TEXTE À LIRE:
◆ ◆ ◆ ◆
Encore une fois, grâce aux Éditions Retz, j’ai pu tester dans ma classe un de leurs nouveaux ouvrages : Narramus – Apprendre à comprendre et à raconter Le Machin ! Cet ouvrage est à destination des PS-MS, mais il en existe d’autres (et d’autres encore paraitront petit à petit) pour les MS-GS (La sieste de Moussa et La chasse au caribou) ou encore les GS-CP (Les deniers de compère Lapin).
Si ce n’est le choix des albums étudiés en fonction de leur degré de complexité (sur le plan de la syntaxe, du vocabulaire, de l’implicite), la méthodologie et les principes didactiques de cet ouvrage s’appliquent également aux autres ouvrages !
Narramus, c’est le fruit du travail de Sylvie Cèbe et Roland Goigoux que je ne vous présente plus. Je suis admirative de leurs travaux et des outils qu’ils nous proposent afin de faire avancer, autant que faire se peut, recherche et pratiques sur le terrain !
J’en parlais dans un précédent article, cette année, je me suis lancée dans la pratique du tapis d’histoire ! Et en milieu d’année, je découvrais cette nouvelle collection lancée par Retz : Narramus ! Ni une ni deux, je leur ai demandé s’ils pouvaient m’envoyer un exemplaire du volume « Le Machin » pour les PS-MS et un de « La sieste de Moussa » pour les MS-GS ! Sur la dernière période, j’ai donc pu tester avec mes élèves « Le machin » !
◆ ◆ ◆ ◆
CONSIGNE 1:
Relevez tous les titres d'albums cités dans le texte sur Narramus.
Le texte et les enregistrements n'ont aucun rapport entre eux.
◆ ◆ ◆ ◆
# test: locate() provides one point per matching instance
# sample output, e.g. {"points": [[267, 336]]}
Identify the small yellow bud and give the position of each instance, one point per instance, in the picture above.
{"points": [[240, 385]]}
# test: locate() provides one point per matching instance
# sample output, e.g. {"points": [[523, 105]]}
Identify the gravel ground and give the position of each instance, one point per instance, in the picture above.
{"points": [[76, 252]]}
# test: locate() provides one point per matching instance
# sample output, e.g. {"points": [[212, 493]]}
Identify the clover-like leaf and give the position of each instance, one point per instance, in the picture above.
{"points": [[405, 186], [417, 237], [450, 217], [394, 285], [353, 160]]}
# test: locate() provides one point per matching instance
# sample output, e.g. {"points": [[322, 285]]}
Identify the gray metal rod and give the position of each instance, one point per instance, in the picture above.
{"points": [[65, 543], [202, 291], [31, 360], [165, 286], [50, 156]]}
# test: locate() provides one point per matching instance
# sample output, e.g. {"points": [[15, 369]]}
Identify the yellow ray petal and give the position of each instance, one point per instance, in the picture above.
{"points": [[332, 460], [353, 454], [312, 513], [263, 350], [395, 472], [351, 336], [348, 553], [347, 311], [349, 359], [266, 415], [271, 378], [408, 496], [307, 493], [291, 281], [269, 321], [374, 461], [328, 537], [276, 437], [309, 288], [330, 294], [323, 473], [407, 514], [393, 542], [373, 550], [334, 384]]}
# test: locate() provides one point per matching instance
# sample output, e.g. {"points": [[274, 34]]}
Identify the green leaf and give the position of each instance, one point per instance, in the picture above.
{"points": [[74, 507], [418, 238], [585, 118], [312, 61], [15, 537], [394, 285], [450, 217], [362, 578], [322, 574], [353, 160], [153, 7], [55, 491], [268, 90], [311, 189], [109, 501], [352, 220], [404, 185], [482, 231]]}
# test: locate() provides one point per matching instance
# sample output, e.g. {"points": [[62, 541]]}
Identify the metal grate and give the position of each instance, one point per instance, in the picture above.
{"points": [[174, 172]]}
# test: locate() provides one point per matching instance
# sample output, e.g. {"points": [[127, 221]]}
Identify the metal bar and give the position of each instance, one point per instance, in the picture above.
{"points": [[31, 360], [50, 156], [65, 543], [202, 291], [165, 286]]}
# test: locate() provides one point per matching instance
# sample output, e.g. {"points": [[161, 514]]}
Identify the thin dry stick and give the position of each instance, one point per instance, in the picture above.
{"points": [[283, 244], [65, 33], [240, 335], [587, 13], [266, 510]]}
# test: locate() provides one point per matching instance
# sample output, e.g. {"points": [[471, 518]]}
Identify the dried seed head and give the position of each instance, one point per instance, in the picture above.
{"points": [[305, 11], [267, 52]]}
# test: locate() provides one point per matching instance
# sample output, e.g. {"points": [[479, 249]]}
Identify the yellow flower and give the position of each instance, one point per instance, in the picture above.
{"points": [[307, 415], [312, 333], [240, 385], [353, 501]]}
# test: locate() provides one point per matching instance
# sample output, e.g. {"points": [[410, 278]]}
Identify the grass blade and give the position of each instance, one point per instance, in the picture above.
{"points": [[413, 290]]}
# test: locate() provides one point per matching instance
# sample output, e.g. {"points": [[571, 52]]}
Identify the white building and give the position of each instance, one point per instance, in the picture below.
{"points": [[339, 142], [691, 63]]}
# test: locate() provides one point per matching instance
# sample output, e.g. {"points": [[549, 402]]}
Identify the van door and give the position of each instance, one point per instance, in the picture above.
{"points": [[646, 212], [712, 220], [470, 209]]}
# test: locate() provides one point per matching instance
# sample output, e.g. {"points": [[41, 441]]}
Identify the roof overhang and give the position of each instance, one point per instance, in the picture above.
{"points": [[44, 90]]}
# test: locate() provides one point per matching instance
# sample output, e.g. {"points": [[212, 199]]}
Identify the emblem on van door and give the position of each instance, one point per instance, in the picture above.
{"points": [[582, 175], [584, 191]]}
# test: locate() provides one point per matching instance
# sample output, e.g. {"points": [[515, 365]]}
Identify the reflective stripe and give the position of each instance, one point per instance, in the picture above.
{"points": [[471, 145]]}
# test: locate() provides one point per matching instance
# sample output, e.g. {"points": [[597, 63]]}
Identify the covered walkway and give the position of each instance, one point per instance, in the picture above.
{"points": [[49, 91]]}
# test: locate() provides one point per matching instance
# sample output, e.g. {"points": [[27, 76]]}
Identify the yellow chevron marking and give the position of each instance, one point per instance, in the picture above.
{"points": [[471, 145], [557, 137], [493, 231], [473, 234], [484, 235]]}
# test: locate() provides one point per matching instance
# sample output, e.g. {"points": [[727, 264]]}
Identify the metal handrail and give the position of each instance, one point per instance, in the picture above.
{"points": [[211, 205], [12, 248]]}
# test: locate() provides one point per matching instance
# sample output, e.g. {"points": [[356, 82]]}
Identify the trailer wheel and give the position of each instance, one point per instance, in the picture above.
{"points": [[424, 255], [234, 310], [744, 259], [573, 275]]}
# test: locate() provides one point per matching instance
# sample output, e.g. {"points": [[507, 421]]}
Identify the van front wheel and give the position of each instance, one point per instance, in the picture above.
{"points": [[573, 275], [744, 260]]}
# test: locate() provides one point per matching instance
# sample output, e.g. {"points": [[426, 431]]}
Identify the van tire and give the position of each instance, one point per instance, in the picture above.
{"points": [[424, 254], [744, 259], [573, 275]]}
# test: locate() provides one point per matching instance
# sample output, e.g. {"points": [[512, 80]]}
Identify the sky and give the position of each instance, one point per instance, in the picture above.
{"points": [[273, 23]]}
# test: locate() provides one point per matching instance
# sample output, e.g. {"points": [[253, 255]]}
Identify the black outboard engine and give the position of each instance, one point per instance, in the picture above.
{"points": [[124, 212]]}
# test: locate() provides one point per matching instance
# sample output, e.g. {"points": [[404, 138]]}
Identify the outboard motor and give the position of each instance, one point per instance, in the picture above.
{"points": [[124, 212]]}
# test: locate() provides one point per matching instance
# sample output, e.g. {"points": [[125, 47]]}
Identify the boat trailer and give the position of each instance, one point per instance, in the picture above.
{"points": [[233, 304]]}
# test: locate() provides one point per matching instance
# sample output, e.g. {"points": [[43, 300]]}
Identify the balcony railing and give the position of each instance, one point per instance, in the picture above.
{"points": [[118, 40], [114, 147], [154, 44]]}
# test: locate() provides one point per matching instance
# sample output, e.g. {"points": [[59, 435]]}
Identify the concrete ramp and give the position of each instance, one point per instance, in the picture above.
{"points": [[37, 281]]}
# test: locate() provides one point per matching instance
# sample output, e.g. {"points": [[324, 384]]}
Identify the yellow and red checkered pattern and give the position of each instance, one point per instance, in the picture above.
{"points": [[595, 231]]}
◆ ◆ ◆ ◆
CONSIGNE 2:
Extrayez des enregistrements chaque ligne qui contient le mot « metal », en tenant compte de la casse.

RÉPONSE 1:
Le Machin
La sieste de Moussa
La chasse au caribou
Les deniers de compère Lapin

RÉPONSE 2:
Identify the gray metal rod and give the position of each instance, one point per instance, in the picture above.
Identify the metal grate and give the position of each instance, one point per instance, in the picture above.
Identify the metal bar and give the position of each instance, one point per instance, in the picture above.
Identify the metal handrail and give the position of each instance, one point per instance, in the picture above.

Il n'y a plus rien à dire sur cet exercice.